=== The input ===

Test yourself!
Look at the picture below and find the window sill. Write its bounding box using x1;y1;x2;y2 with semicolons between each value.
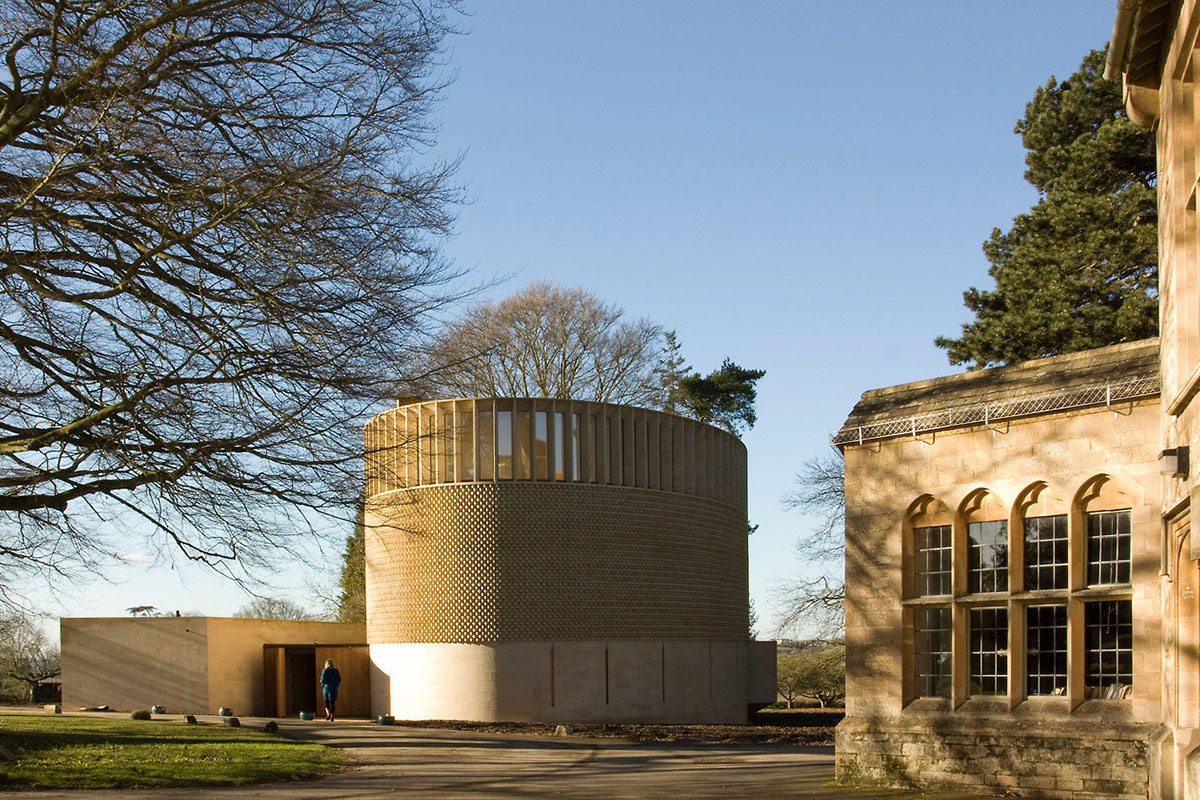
1070;583;1133;600
900;595;954;606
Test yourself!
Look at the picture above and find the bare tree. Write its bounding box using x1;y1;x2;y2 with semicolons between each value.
233;597;318;620
774;451;846;638
426;282;664;405
776;643;846;709
0;0;458;585
0;613;60;702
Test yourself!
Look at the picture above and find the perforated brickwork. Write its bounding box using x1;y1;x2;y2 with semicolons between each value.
366;482;746;644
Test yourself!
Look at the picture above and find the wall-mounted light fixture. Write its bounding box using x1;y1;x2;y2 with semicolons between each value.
1158;445;1188;477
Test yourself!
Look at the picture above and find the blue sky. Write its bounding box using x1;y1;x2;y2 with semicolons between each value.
25;0;1116;633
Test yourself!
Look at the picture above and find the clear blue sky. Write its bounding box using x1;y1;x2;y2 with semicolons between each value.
23;0;1116;633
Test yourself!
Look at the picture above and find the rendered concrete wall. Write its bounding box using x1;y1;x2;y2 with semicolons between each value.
60;616;366;715
205;616;366;716
371;640;758;723
59;616;209;714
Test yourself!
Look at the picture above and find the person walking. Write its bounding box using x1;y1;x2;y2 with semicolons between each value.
320;658;342;722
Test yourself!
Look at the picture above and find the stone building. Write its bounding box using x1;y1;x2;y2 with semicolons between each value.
366;398;775;722
1105;0;1200;800
838;0;1200;800
835;339;1165;799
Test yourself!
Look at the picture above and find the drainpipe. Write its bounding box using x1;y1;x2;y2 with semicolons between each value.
1104;0;1141;80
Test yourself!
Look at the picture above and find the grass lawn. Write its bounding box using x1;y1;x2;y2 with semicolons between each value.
0;714;346;789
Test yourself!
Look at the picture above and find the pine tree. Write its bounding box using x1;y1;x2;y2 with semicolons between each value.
678;359;767;435
337;506;367;622
936;50;1158;368
654;331;689;414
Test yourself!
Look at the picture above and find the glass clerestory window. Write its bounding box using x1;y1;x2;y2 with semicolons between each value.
1025;513;1070;591
913;525;953;596
967;519;1008;593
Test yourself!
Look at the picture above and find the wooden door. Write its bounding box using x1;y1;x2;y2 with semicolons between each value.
314;644;371;717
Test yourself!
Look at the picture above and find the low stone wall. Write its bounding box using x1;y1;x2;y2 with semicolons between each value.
838;717;1158;800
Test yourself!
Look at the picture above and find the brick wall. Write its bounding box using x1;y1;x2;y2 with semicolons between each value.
366;482;748;644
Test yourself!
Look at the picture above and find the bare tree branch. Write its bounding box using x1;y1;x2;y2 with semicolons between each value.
773;451;846;640
426;282;662;407
0;0;458;592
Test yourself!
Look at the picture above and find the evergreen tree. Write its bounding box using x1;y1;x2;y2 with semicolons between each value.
679;359;767;434
337;505;367;622
654;331;689;414
936;50;1158;368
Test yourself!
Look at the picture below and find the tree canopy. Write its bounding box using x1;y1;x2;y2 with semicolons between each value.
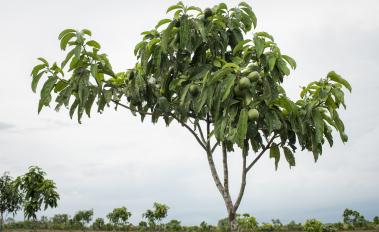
32;2;352;232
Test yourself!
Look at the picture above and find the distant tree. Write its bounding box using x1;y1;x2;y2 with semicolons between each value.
15;166;59;220
165;219;182;231
342;209;368;228
271;219;283;231
0;172;22;232
286;221;303;231
304;219;323;232
199;221;212;232
92;218;105;230
107;207;132;227
237;213;258;231
51;214;70;225
372;216;379;225
142;202;169;228
258;222;275;232
72;209;93;228
32;2;351;231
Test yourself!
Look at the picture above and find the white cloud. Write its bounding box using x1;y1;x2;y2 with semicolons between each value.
0;0;379;224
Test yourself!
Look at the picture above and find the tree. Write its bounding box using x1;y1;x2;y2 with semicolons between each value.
72;209;93;228
342;209;368;228
31;2;351;231
92;218;105;230
142;202;169;229
237;213;258;232
304;219;323;232
0;172;22;232
15;166;59;220
107;207;132;227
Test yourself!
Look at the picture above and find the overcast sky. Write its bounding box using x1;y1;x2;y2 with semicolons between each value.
0;0;379;225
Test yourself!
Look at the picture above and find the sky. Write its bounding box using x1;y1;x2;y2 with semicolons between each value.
0;0;379;225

===

Put every line above into a JSON list of strings, one string per line, skipping blank lines and leaving out the pictures.

Completed task
[
  "Test yourself!",
  "Look at the picture below and find the window sill. Write its bounding box using x1;y1;x2;y2 with semicolons between each value.",
  "1070;583;1133;600",
  "900;595;954;606",
  "Test yourself!",
  "Look at the picture above and find the bare tree. Write its bounding box using x1;y1;x2;y2 with semicolons between each value.",
  "233;597;318;620",
  "774;451;846;638",
  "426;282;664;405",
  "776;643;846;709",
  "0;0;458;585",
  "0;613;60;702",
  "Test yourself!",
  "Look at the picture above and find the perforated brickwork. Write its bounding box using x1;y1;x2;y2 with semicolons between each value.",
  "366;482;746;644",
  "Test yourself!",
  "Look at the picture above and find the wall-mounted light fixture. Write its bounding box using x1;y1;x2;y2 with semicolons between each value.",
  "1158;445;1188;477",
  "Test yourself!",
  "Look at the picture above and find the blue sky. Write its bounding box using x1;y1;x2;y2 with semicolons between each value.",
  "25;0;1116;633",
  "Test yourself!",
  "Look at the picture above and find the clear blue sky. Write its bounding box using x1;y1;x2;y2 with semicolons between each value.",
  "23;0;1116;633",
  "Test yourself!",
  "Look at the picture above and find the rendered concrete wall. Write its bounding box using x1;y1;x2;y2 with semicolons between each value.",
  "60;616;366;715",
  "205;616;366;716",
  "371;640;758;723",
  "59;616;209;714",
  "Test yourself!",
  "Look at the picture above and find the person walking. Write its bounding box using x1;y1;x2;y2 with semicolons between each value.",
  "320;658;342;722",
  "Test yourself!",
  "Look at the picture above and find the stone building. Write its bounding box using x1;y1;x2;y2 with semicolons between each value.",
  "366;398;775;722",
  "1105;0;1200;800",
  "838;0;1200;800",
  "835;339;1165;799",
  "Test yourself!",
  "Look at the picture above and find the drainpipe. Write its bounding box using x1;y1;x2;y2 with semicolons between each value.",
  "1104;0;1141;80",
  "Test yourself!",
  "Look at the picture above and find the grass lawn. Write its bounding box using x1;y1;x2;y2 with semicolons between each value.",
  "0;714;346;789",
  "Test yourself!",
  "Look at the picture above and find the pine tree. Write its bounding box using x1;y1;x2;y2 with semicolons between each value.",
  "678;359;767;435",
  "337;506;367;622",
  "936;50;1158;368",
  "654;331;689;414",
  "Test yourself!",
  "Look at the picture above and find the glass clerestory window. Write its bounding box using x1;y1;x2;y2 with semicolons between each value.",
  "1025;513;1070;591",
  "913;525;953;596",
  "967;519;1008;593",
  "Test yourself!",
  "Look at the picture above and find the wooden door. Write its bounding box using x1;y1;x2;y2 with semicolons between each value.",
  "314;644;371;717",
  "Test yourself!",
  "Look at the picture above and find the low stone wall. Write its bounding box using x1;y1;x2;y2 with semicolons between each value.",
  "838;717;1158;800",
  "Test yourself!",
  "Look at the picture above and find the brick wall. Write its bounding box using x1;y1;x2;y2 with semicolons between each value.",
  "366;482;748;644",
  "Test yourself!",
  "Look at the picture above and find the bare tree branch. Write its bounding box using x1;y1;x2;y2 with semicolons between each value.",
  "773;451;846;640",
  "426;282;662;407",
  "0;0;458;592",
  "Test yourself!",
  "Look at the picture above and find the evergreen tree. Write its bounding box using x1;y1;x2;y2 with semicolons between each value.",
  "679;359;767;434",
  "337;505;367;622",
  "654;331;689;414",
  "936;50;1158;368",
  "Test yourself!",
  "Look at the picture below and find the tree canopy. Write its bounding box using x1;y1;x2;y2 with semicolons between each value.",
  "32;2;352;232",
  "Test yourself!",
  "Look at the picture above and find the distant tree. Write its bounding box using x1;y1;x2;y2 with semicolons between each value.",
  "15;166;59;220",
  "165;219;182;231",
  "342;209;368;228",
  "271;219;283;231",
  "0;172;22;232",
  "286;221;303;231",
  "304;219;323;232",
  "199;221;212;232",
  "92;218;105;230",
  "107;207;132;227",
  "237;213;258;231",
  "51;214;70;225",
  "372;216;379;225",
  "142;202;169;228",
  "258;222;275;232",
  "72;209;93;228",
  "32;2;351;231",
  "Test yourself!",
  "Look at the picture above and find the white cloud. Write its bounding box using x1;y1;x2;y2 with semicolons between each value.",
  "0;0;379;224",
  "Test yourself!",
  "Look at the picture above and find the tree. Write its bounding box using x1;y1;x2;y2 with semicolons between each value.",
  "72;209;93;228",
  "342;209;368;228",
  "31;2;351;231",
  "92;218;105;230",
  "142;202;169;229",
  "237;213;258;232",
  "304;219;323;232",
  "0;172;22;232",
  "15;166;59;220",
  "107;207;132;227",
  "Test yourself!",
  "Look at the picture above and find the overcast sky. Write its bounding box using x1;y1;x2;y2 with semicolons between each value.",
  "0;0;379;225",
  "Test yourself!",
  "Look at the picture above and find the sky. Write its bounding box using x1;y1;x2;y2 with semicolons between each value.",
  "0;0;379;225"
]